Üçüncüsü, değere doğru bir yönelim arardım. Bu mutlaka sözde bir değer yatırımcısı olacakları anlamına gelmez. Büyüme odaklı olsalar bile, ödedikleri paranın bu şeyin değerine oranını gerçekten düşünen birini arardım.

Dördüncüsü, Warren Buffett’ın duygusal istikrar dediği şeyin kanıtını arardım. Yöneticilerin, piyasaların nasıl işlediğini, başkaları için para yönetmenin davranışlarında nasıl bir değişiklik yaratabileceği ve kontrol edilemeyen kendi içsel davranış eğilimlerimizin nasıl kötü kararlara yol açabileceğini anlamaları gerektiği konusunda Warren ile aynı fikirdeyim.

Beş, eğer bunları ölçebiliyorsanız veya değerlendirmeye çalışıyorsanız, o zaman entelektüel merak, uyum sağlama yeteneği ve esnekliğin de aradığım özelliklere eklenmesi gerektiğini düşünüyorum.

Son bir şey daha var. Kendi fikrine fazla saplanıp kalan birini gördüğümde ona karşı çok temkinli olurdum.

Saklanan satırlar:
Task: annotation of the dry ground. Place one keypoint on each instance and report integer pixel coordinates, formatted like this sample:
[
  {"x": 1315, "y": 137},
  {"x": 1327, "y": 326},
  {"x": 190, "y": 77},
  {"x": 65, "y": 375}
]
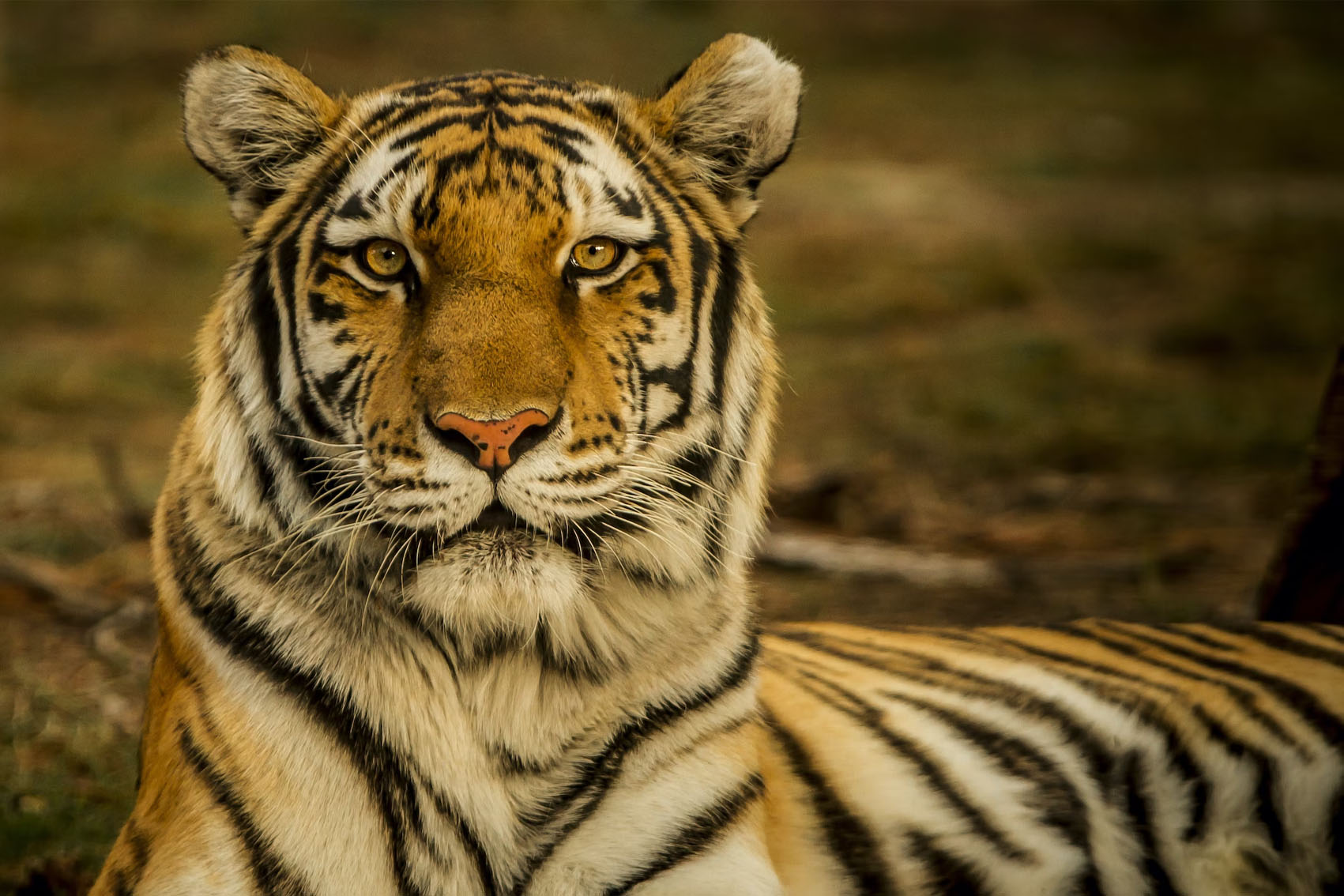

Görev: Yöneticilerde aranan özellikleri anlatan metinde "Beş, eğer bunları" ile başlayıp "çok temkinli olurdum." ile biten bölümü hiç değiştirmeden yeniden yazın. Bu satırlar başka bir kaynaktan alınmıştır.

Çözüm:
Beş, eğer bunları ölçebiliyorsanız veya değerlendirmeye çalışıyorsanız, o zaman entelektüel merak, uyum sağlama yeteneği ve esnekliğin de aradığım özelliklere eklenmesi gerektiğini düşünüyorum.

Son bir şey daha var. Kendi fikrine fazla saplanıp kalan birini gördüğümde ona karşı çok temkinli olurdum.